**Source document:**
┌──

Ones the company identifies the purpose and the area of emphasis, the next step is now settling on one or several strategies which will serve the two factors. A four-quadrant matrix makes it easy to have the best combination as shown in the table below.
Areas of Emphasis | |||
Purpose of strategy | Internal growth | External Growth | |
Overcome weakness | 1 | 2 | |
Maximize strength | 3 | 4 |
Source: (Pearce,1982)
Once the company identifies the purpose and the area of emphasis, it will be able to settle on the quadrant, which gives strategies to achieve the objective (Pearce,1982, p. 29). In the first quadrant, for example, a company wants to overcome weakness through internal growth. In such a case, it will settle on a strategy, which reduces risk associated with its product such as uncertainty of the supplier or being far from its customers (Zain books 2014, par. 2). The best strategy will be vertical integration.
Recommended strategies
Acquisition gets a recommendation as the best strategy. The goal of this strategy is to boost brand awareness. The acquisition is the best strategy to promote brand awareness because the company will have another new set of customers who will subscribe to the brand (Mastering Strategic Management, 2016d, Selecting corporate level strategy, p. 246). The acquiring company will have its name penetrating a new market segment, region or a country. For example, company A in North America which was making 5 percent of sales in South America can acquire company B located in South America and dominating that market. Ones A acquires B, it will be the new dominating brand in that region making the highest sales, which were hard before. On the other hand, Acquisition earnable a country to get an additional brand created by the company it is taking over. The company, therefore, possesses two brand names, which strengthens each other. The objectives of the acquisition include sharpening focus on a particular market or product and expanding the customer base. Such goals are best because they create a barrier on competitors to join the market giving the company the advantage of increasing prices for more profit.
The strategy for goal achievement is communication of the idea even before acquiring the company. It prepares the customers psychologically to ensure a smooth transition without losing them. Also, it helps the company to prepare its team for expansion and create strategies to incorporate the new brand (Mastering Strategic Management, 2016d, Selecting corporate level strategy, p. 246). The tactic to implement the goal is integration. The company, which is taking over, should have a team, which will start the integration process with the other company. The process involves making the chain of production merge between the two companies and learning about the customer profile, which includes buying patterns, tastes, preferences as well as the locations.

└──

**Your tasks:**
1. Answer these from the strategy passage:
(a) In the first quadrant, what does a company want to do?
(b) What is the goal of the acquisition strategy?
(c) What is named as the tactic to implement the goal?
2. Copy, word for word, the part of the strategy passage between "Areas of Emphasis" and "be vertical integration.", inclusive.

**Given data:**
┌──

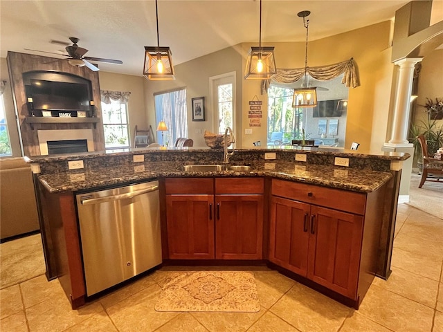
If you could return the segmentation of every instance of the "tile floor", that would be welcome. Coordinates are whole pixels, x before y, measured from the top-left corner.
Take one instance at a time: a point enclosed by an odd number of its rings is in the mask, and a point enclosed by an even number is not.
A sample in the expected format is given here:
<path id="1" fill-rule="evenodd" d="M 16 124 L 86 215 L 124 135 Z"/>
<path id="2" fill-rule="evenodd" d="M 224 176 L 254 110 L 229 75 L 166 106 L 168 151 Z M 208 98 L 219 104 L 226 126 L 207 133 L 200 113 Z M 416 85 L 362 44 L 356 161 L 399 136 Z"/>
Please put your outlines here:
<path id="1" fill-rule="evenodd" d="M 2 257 L 8 243 L 0 248 Z M 169 267 L 75 311 L 58 280 L 20 279 L 0 290 L 0 331 L 443 332 L 442 262 L 443 219 L 400 204 L 392 274 L 388 281 L 376 278 L 359 311 L 267 268 L 251 267 L 244 270 L 254 273 L 258 313 L 156 312 L 165 278 L 185 269 Z"/>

└──

**Answers for the exercise:**
1.
(a) Overcome weakness through internal growth.
(b) To boost brand awareness.
(c) Integration.

2.
Areas of Emphasis | |||
Purpose of strategy | Internal growth | External Growth | |
Overcome weakness | 1 | 2 | |
Maximize strength | 3 | 4 |
Source: (Pearce,1982)
Once the company identifies the purpose and the area of emphasis, it will be able to settle on the quadrant, which gives strategies to achieve the objective (Pearce,1982, p. 29). In the first quadrant, for example, a company wants to overcome weakness through internal growth. In such a case, it will settle on a strategy, which reduces risk associated with its product such as uncertainty of the supplier or being far from its customers (Zain books 2014, par. 2). The best strategy will be vertical integration.